REQUIRED ACTION: If an entry holds a picture, leave that picture out. Give everything else again exactly.

GIVEN DATA:
Segment Open
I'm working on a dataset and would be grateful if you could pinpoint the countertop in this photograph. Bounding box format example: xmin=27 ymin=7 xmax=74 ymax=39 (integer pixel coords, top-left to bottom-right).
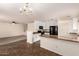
xmin=41 ymin=34 xmax=79 ymax=43
xmin=33 ymin=32 xmax=40 ymax=34
xmin=41 ymin=34 xmax=58 ymax=39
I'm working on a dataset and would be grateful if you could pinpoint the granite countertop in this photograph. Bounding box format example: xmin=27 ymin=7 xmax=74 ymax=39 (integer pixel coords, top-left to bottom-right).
xmin=42 ymin=34 xmax=58 ymax=39
xmin=33 ymin=32 xmax=40 ymax=34
xmin=41 ymin=34 xmax=79 ymax=43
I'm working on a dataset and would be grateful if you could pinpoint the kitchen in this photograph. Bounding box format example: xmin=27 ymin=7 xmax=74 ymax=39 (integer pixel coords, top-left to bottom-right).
xmin=27 ymin=15 xmax=79 ymax=56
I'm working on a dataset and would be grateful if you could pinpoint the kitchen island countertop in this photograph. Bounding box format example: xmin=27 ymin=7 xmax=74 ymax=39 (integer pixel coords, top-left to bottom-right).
xmin=41 ymin=34 xmax=79 ymax=43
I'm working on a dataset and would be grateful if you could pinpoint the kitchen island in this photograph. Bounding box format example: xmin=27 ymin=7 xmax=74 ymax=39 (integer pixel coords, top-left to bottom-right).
xmin=41 ymin=34 xmax=79 ymax=43
xmin=40 ymin=34 xmax=79 ymax=56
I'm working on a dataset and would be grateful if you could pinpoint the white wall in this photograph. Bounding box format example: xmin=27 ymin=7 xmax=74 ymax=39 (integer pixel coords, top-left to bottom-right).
xmin=0 ymin=22 xmax=24 ymax=38
xmin=27 ymin=22 xmax=35 ymax=44
xmin=27 ymin=22 xmax=35 ymax=32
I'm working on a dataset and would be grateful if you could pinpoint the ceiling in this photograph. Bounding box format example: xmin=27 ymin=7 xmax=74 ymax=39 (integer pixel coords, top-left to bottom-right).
xmin=0 ymin=3 xmax=79 ymax=24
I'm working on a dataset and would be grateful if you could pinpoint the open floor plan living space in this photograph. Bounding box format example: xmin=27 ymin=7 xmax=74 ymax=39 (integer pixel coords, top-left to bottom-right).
xmin=0 ymin=3 xmax=79 ymax=56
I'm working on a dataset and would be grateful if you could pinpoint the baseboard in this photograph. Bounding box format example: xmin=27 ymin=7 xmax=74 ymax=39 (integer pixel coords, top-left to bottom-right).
xmin=0 ymin=35 xmax=26 ymax=45
xmin=0 ymin=35 xmax=26 ymax=39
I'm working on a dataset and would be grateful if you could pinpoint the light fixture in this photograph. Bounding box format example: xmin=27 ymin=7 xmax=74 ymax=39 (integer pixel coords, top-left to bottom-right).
xmin=12 ymin=21 xmax=16 ymax=24
xmin=20 ymin=3 xmax=32 ymax=15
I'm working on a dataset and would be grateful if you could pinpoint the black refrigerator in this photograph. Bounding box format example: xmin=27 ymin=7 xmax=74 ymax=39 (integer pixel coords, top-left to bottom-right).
xmin=49 ymin=26 xmax=58 ymax=35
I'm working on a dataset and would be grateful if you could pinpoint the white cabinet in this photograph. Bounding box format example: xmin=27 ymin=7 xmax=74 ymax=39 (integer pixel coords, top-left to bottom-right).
xmin=27 ymin=31 xmax=40 ymax=44
xmin=33 ymin=34 xmax=40 ymax=42
xmin=44 ymin=19 xmax=58 ymax=29
xmin=27 ymin=31 xmax=33 ymax=44
xmin=27 ymin=21 xmax=45 ymax=44
xmin=40 ymin=36 xmax=79 ymax=56
xmin=58 ymin=19 xmax=78 ymax=39
xmin=34 ymin=21 xmax=45 ymax=31
xmin=58 ymin=20 xmax=71 ymax=37
xmin=77 ymin=22 xmax=79 ymax=35
xmin=40 ymin=37 xmax=59 ymax=54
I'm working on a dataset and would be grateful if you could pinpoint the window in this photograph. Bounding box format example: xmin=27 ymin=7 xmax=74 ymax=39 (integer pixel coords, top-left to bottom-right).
xmin=72 ymin=18 xmax=78 ymax=32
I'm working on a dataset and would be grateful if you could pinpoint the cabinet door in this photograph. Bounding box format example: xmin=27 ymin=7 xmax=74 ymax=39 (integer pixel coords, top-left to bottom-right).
xmin=33 ymin=34 xmax=40 ymax=42
xmin=58 ymin=20 xmax=72 ymax=38
xmin=40 ymin=37 xmax=59 ymax=53
xmin=56 ymin=40 xmax=79 ymax=56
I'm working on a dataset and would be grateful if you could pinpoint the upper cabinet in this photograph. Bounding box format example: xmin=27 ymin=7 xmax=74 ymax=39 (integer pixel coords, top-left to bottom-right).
xmin=27 ymin=21 xmax=45 ymax=32
xmin=44 ymin=19 xmax=58 ymax=29
xmin=58 ymin=16 xmax=78 ymax=39
xmin=58 ymin=19 xmax=71 ymax=37
xmin=68 ymin=17 xmax=78 ymax=33
xmin=34 ymin=21 xmax=45 ymax=31
xmin=27 ymin=19 xmax=58 ymax=32
xmin=72 ymin=18 xmax=78 ymax=33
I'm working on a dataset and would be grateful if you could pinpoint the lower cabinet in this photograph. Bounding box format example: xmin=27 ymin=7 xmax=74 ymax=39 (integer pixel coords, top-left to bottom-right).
xmin=33 ymin=34 xmax=40 ymax=42
xmin=27 ymin=31 xmax=40 ymax=44
xmin=40 ymin=37 xmax=79 ymax=56
xmin=40 ymin=37 xmax=59 ymax=54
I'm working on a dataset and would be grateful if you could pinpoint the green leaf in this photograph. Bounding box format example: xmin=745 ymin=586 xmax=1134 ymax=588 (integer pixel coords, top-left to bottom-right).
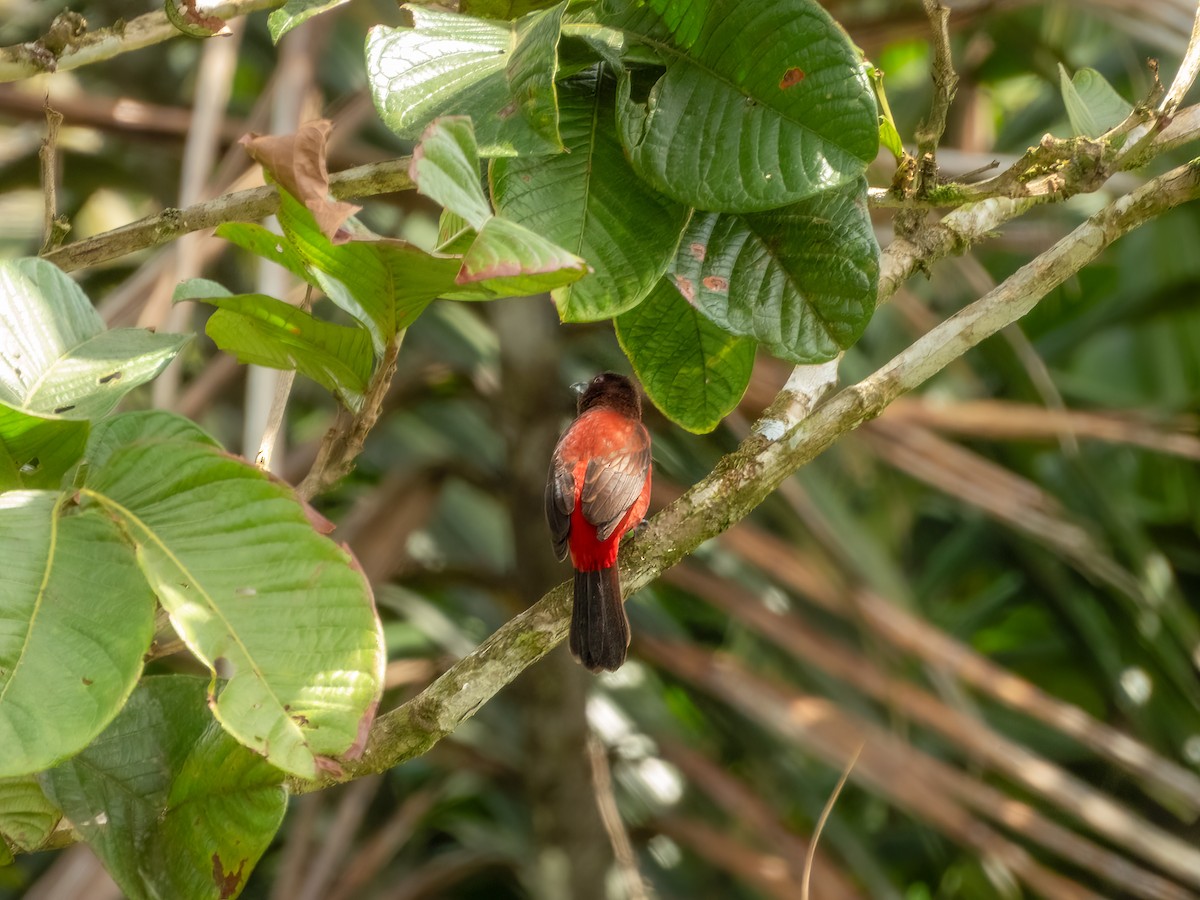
Segment Closed
RESULT OF THE EXERCISE:
I'm working on a dataset and would be grateful if you could pinpoint the countertop in this photograph. Bounding box format example: xmin=27 ymin=7 xmax=74 ymax=39 (integer pixel coords, top-left to bottom-right).
xmin=41 ymin=34 xmax=79 ymax=43
xmin=33 ymin=32 xmax=40 ymax=34
xmin=41 ymin=34 xmax=58 ymax=39
I'm working on a dataset and would be grateful if you could pinpoint the granite countertop in this photograph. Bounding box format example: xmin=27 ymin=7 xmax=74 ymax=39 (integer pixel coords, top-left to bottom-right).
xmin=42 ymin=34 xmax=58 ymax=39
xmin=33 ymin=32 xmax=40 ymax=34
xmin=41 ymin=34 xmax=79 ymax=43
I'm working on a dataset and would be grateful if you could pinpoint the kitchen in this photograph. Bounding box format example: xmin=27 ymin=7 xmax=74 ymax=39 (integer pixel coords, top-left to bottom-right).
xmin=27 ymin=15 xmax=79 ymax=56
I'm working on a dataset and would be grateful if you could pinpoint the kitchen island countertop in this photograph. Bounding box format example: xmin=27 ymin=7 xmax=74 ymax=39 (integer pixel coords, top-left to bottom-right).
xmin=41 ymin=34 xmax=79 ymax=43
I'm working on a dataset and would be grateful if you could pinpoint the kitchen island in this photograph. Bounding box format example: xmin=27 ymin=7 xmax=74 ymax=39 (integer pixel coords, top-left to bottom-right).
xmin=41 ymin=34 xmax=79 ymax=43
xmin=40 ymin=34 xmax=79 ymax=56
I'm working on a dataset and would be grateful if you could pinpoint the white wall in this photograph. Bounding box format example: xmin=27 ymin=7 xmax=74 ymax=39 (integer pixel coords, top-left to bottom-right).
xmin=0 ymin=22 xmax=24 ymax=38
xmin=27 ymin=22 xmax=35 ymax=44
xmin=27 ymin=22 xmax=35 ymax=32
I'm working on a dataset and would be grateful if you could pinpoint the ceiling in this photograph. Bounding box format example: xmin=27 ymin=7 xmax=74 ymax=39 (integer pixel coords, top-left to bottom-right).
xmin=0 ymin=3 xmax=79 ymax=24
I'm working on a dataset and would be grateful if you could pinpoint the open floor plan living space in this photograph. Bounding box format example: xmin=27 ymin=7 xmax=74 ymax=39 (integer pixel coords, top-left to bottom-right).
xmin=0 ymin=3 xmax=79 ymax=56
I'm working on a dataset and would be grateful if you could pinpoint the baseboard in this photograph. Bounding box format example: xmin=27 ymin=7 xmax=74 ymax=39 (integer pixel coords, top-left to bottom-right).
xmin=0 ymin=35 xmax=26 ymax=45
xmin=0 ymin=35 xmax=26 ymax=39
I'm working on a dataset and would be grateful if you could pinpoint the light fixture in this photograph. Bounding box format example: xmin=27 ymin=7 xmax=74 ymax=39 (integer pixel coords, top-left to bottom-right).
xmin=12 ymin=21 xmax=16 ymax=24
xmin=20 ymin=3 xmax=32 ymax=15
I'm working on a dataset and would be grateful if you could pinpoint the black refrigerator in this photograph. Bounding box format example: xmin=27 ymin=7 xmax=74 ymax=39 (integer pixel coords, top-left to bottom-right).
xmin=49 ymin=26 xmax=58 ymax=35
I'm working on a dataset and would be grateful if you could pinpoint the white cabinet in this photograph. Bounding box format example: xmin=27 ymin=7 xmax=74 ymax=39 (integer pixel coords, top-left to bottom-right).
xmin=27 ymin=31 xmax=40 ymax=44
xmin=33 ymin=34 xmax=40 ymax=42
xmin=44 ymin=19 xmax=58 ymax=29
xmin=27 ymin=31 xmax=33 ymax=44
xmin=27 ymin=21 xmax=45 ymax=44
xmin=40 ymin=36 xmax=79 ymax=56
xmin=58 ymin=19 xmax=78 ymax=39
xmin=34 ymin=21 xmax=45 ymax=31
xmin=58 ymin=20 xmax=71 ymax=37
xmin=77 ymin=22 xmax=79 ymax=35
xmin=40 ymin=37 xmax=59 ymax=54
I'm working on a dataset and would be grateful if you could pinpoint the window in this photograph. Bounding box format example: xmin=27 ymin=7 xmax=74 ymax=39 (integer pixel coords, top-left to bottom-right).
xmin=72 ymin=18 xmax=78 ymax=32
I'm working on a dataset and would be grateful if you could pinpoint the cabinet door in this photograph. Bounding box format example: xmin=27 ymin=7 xmax=74 ymax=39 (integer pixel coords, top-left to bottom-right).
xmin=33 ymin=34 xmax=40 ymax=42
xmin=58 ymin=20 xmax=72 ymax=38
xmin=40 ymin=37 xmax=59 ymax=53
xmin=56 ymin=40 xmax=79 ymax=56
I'm working on a dataset and would be grateful if you could pinpoint the upper cabinet in this photograph. Bounding box format example: xmin=27 ymin=7 xmax=74 ymax=39 (integer pixel coords, top-left to bottom-right).
xmin=27 ymin=21 xmax=45 ymax=32
xmin=44 ymin=19 xmax=58 ymax=29
xmin=58 ymin=16 xmax=78 ymax=39
xmin=58 ymin=19 xmax=71 ymax=37
xmin=68 ymin=17 xmax=78 ymax=33
xmin=34 ymin=21 xmax=45 ymax=31
xmin=27 ymin=19 xmax=58 ymax=32
xmin=72 ymin=18 xmax=78 ymax=33
I'm working on a dataset and would be grateful if you could pinpoint the lower cabinet in this photograph. Bounding box format example: xmin=27 ymin=7 xmax=74 ymax=39 (integer pixel coords, top-left to bottom-right).
xmin=33 ymin=34 xmax=40 ymax=42
xmin=27 ymin=31 xmax=40 ymax=44
xmin=40 ymin=37 xmax=79 ymax=56
xmin=40 ymin=37 xmax=59 ymax=54
I'm working on a dataset and would be grateful if you could pinpoint the green leaf in this photograph. Bounding box format example: xmin=745 ymin=586 xmax=1134 ymax=588 (integer pixel coords, top-left to bottom-right).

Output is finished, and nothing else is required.